- **Goal**
Output the material beneath exactly, leaving nothing out.
::::::
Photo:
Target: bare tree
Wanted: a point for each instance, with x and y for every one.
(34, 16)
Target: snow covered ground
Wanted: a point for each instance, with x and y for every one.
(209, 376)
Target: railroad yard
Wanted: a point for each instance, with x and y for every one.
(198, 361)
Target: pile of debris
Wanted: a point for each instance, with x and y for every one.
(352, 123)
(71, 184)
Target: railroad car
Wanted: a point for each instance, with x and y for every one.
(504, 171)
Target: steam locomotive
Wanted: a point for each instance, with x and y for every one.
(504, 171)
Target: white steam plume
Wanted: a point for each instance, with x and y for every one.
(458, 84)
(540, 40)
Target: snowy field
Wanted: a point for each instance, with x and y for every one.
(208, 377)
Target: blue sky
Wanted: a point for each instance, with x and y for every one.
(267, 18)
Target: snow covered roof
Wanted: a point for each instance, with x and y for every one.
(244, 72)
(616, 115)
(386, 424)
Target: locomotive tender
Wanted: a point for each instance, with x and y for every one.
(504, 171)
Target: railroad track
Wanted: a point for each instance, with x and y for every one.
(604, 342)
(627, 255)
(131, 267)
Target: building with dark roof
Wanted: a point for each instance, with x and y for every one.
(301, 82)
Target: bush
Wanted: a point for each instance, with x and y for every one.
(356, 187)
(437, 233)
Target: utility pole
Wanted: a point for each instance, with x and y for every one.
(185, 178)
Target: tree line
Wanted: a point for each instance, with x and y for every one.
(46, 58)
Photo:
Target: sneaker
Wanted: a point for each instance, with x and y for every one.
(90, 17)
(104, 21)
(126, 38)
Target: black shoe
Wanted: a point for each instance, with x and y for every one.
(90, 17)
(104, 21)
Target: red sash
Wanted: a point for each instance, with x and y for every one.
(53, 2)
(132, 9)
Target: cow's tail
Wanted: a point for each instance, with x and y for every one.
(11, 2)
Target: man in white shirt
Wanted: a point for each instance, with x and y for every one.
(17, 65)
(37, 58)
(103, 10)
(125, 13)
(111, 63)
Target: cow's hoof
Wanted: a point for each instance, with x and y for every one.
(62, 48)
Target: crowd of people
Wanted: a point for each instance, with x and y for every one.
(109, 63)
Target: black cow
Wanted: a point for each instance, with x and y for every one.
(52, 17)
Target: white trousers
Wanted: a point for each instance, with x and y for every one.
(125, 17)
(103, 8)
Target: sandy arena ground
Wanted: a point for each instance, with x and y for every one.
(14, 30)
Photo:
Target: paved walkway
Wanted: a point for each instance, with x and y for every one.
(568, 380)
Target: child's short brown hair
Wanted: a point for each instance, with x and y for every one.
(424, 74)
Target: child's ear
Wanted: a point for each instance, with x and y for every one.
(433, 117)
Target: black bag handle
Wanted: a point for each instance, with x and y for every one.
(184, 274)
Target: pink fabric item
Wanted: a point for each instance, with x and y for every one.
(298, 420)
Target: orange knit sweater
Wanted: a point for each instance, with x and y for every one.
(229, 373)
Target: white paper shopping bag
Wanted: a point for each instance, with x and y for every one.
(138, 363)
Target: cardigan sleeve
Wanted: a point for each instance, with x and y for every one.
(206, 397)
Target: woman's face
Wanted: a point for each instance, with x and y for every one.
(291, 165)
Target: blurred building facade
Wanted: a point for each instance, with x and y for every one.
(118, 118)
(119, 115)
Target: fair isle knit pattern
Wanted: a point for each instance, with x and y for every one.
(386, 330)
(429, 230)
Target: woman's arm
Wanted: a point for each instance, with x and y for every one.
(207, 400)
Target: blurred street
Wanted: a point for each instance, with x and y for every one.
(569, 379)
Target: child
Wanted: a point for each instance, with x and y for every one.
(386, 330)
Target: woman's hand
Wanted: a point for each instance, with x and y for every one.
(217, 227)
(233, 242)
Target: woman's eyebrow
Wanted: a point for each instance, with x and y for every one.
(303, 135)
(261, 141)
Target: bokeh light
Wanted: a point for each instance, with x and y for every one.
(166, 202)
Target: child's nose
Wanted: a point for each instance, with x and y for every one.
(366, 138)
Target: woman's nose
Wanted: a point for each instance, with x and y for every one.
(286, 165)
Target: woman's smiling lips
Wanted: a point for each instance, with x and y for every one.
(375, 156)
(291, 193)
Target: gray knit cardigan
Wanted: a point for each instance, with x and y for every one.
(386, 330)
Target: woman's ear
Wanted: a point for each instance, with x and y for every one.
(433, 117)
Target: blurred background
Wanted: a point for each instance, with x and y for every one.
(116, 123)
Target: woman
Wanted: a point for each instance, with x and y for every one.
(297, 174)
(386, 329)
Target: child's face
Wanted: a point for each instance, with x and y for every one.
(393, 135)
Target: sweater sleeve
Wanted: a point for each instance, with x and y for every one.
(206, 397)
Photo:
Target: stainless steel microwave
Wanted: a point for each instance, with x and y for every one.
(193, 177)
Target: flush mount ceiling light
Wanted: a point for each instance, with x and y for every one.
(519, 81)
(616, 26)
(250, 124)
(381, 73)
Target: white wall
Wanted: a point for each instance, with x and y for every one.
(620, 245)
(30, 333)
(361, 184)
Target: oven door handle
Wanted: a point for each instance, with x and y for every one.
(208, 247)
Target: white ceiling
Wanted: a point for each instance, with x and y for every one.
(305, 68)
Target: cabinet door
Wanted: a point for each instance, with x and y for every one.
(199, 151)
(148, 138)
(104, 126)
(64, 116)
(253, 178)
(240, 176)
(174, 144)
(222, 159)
::::::
- **Exercise response**
Photo:
Target: bare tree
Wanted: a point for each instance, with x and y for every one.
(34, 16)
Target: snow covered ground
Wanted: a point for each instance, with x and y for every one.
(209, 376)
Target: railroad yard
Wanted: a point for each instance, with x and y for every one.
(198, 361)
Target: pile of debris
Wanted: a point for each instance, with x and y for every one.
(352, 123)
(71, 184)
Target: railroad car
Wanted: a point for each instance, with x and y for every one.
(504, 171)
Target: steam locomotive
Wanted: a point for each instance, with x and y for every one.
(504, 171)
Target: white steam plume
Wanted: a point for each instance, with x and y for every one.
(458, 84)
(540, 40)
Target: snowy field
Wanted: a point for each instance, with x and y for every one.
(208, 377)
Target: blue sky
Wanted: a point for each instance, with x and y for every one.
(267, 18)
Target: snow covered roof
Wanted: a point for each instance, with x and y for every one.
(244, 72)
(616, 115)
(386, 424)
Target: locomotive tender
Wanted: a point for each instance, with x and y for every one.
(504, 171)
Target: railroad track
Wanted: a point for each instance, with x and y for every one.
(604, 342)
(627, 255)
(131, 267)
Target: building with dark roof
Wanted: a point for each instance, with x and y for every one.
(301, 82)
Target: bush
Wanted: a point for each instance, with x and y for every one.
(356, 187)
(437, 233)
Target: utility pole
Wanted: a point for each instance, with x and y for every one.
(185, 178)
Target: tree line
Wanted: a point for each instance, with x and y for every one.
(46, 58)
Photo:
Target: sneaker
Wanted: a point for each instance, with x and y for every one.
(90, 17)
(104, 21)
(126, 38)
Target: black shoe
Wanted: a point for each instance, with x and y for every one.
(90, 17)
(104, 21)
Target: red sash
Wanted: a point for each instance, with x and y for every one.
(53, 2)
(132, 9)
Target: cow's tail
Wanted: a point for each instance, with x and y for every one.
(11, 2)
Target: man in white shirt
Wanted: a point for each instance, with x and y for every one.
(17, 65)
(37, 58)
(103, 10)
(125, 13)
(111, 63)
Target: cow's hoof
Wanted: a point for each instance, with x and y for every one.
(62, 48)
Target: crowd of people
Wanted: a point for each instance, with x and y for every one.
(109, 63)
Target: black cow
Wanted: a point for each instance, with x and y for every one.
(52, 17)
Target: white trousers
Wanted: a point for each instance, with x and y for every one.
(125, 17)
(103, 8)
Target: sandy arena ground
Wanted: a point for each instance, with x and y for every one.
(14, 30)
Photo:
Target: paved walkway
Wanted: a point for each instance, with x and y for every one.
(568, 380)
Target: child's short brown hair
Wanted: a point for each instance, with x and y for every one.
(424, 74)
Target: child's ear
Wanted: a point for each instance, with x and y for every one.
(433, 117)
Target: black bag handle
Wanted: a point for each instance, with x and y for every one.
(184, 274)
Target: pink fabric item
Wanted: a point for each instance, with x and y for every one.
(298, 420)
Target: orange knit sweater
Wanted: a point for each instance, with x and y for every one.
(229, 373)
Target: white paper shopping bag
Wanted: a point for each instance, with x and y for every one.
(138, 363)
Target: cardigan sleeve
Wanted: a point for each instance, with x and y for every one.
(206, 397)
Target: woman's face
Wanted: a point for each instance, with x and y for every one.
(291, 165)
Target: blurred building facade
Wanted: a point for each instance, with x and y for every one.
(118, 118)
(119, 115)
Target: fair isle knit pattern
Wanted: a point for each instance, with x and y for every one.
(386, 330)
(429, 230)
Target: woman's arm
Wanted: a point for each instance, with x and y for every one.
(207, 400)
Target: blurred street
Wanted: a point for each instance, with x and y for every one.
(569, 379)
Target: child
Wanted: a point for each instance, with x and y for every one.
(386, 330)
Target: woman's hand
Wanted: a point for each instance, with x and y for every one.
(217, 227)
(233, 242)
Target: woman's eyebrow
Wanted: a point for each instance, with x and y for every one.
(303, 135)
(261, 141)
Target: bokeh light
Wanted: a point for each instance, with x and y for every one.
(166, 202)
Target: child's nose
Wanted: a point for each instance, with x and y for every one.
(366, 138)
Target: woman's nose
Wanted: a point for each instance, with x and y for every one.
(286, 165)
Target: woman's smiling lips
Wanted: a point for each instance, with x and y for every one.
(375, 156)
(291, 193)
Target: gray knit cardigan
Wanted: a point for each instance, with x and y for every one.
(386, 330)
Target: woman's ear
Wanted: a point for each instance, with x and y for every one.
(433, 117)
Target: blurred background
Wanted: a point for each instance, with x and y for every one.
(116, 123)
Target: woman
Wanted: a point for each instance, with x and y for every one.
(297, 174)
(386, 329)
Target: child's face
Wanted: a point for each instance, with x and y for every one.
(393, 135)
Target: sweater sleeve
Wanted: a point for each instance, with x and y for every one.
(206, 397)
Photo:
Target: stainless steel microwave
Wanted: a point for each instance, with x and y for every one.
(193, 177)
Target: flush mount ceiling light
Wanted: a point for each instance, with x and y for every one.
(519, 81)
(616, 26)
(250, 124)
(381, 73)
Target: white wall
Wanted: a point for each instance, with x and y for every one.
(620, 245)
(30, 333)
(361, 184)
Target: oven door handle
Wanted: a point for each instance, with x and y for every one.
(208, 247)
Target: white ceiling
Wanted: a point for each instance, with x and y for every one.
(305, 68)
Target: cabinet door
Wanted: a point for each instance, with x and y for every one.
(199, 151)
(148, 138)
(104, 126)
(64, 116)
(253, 178)
(240, 176)
(174, 144)
(222, 159)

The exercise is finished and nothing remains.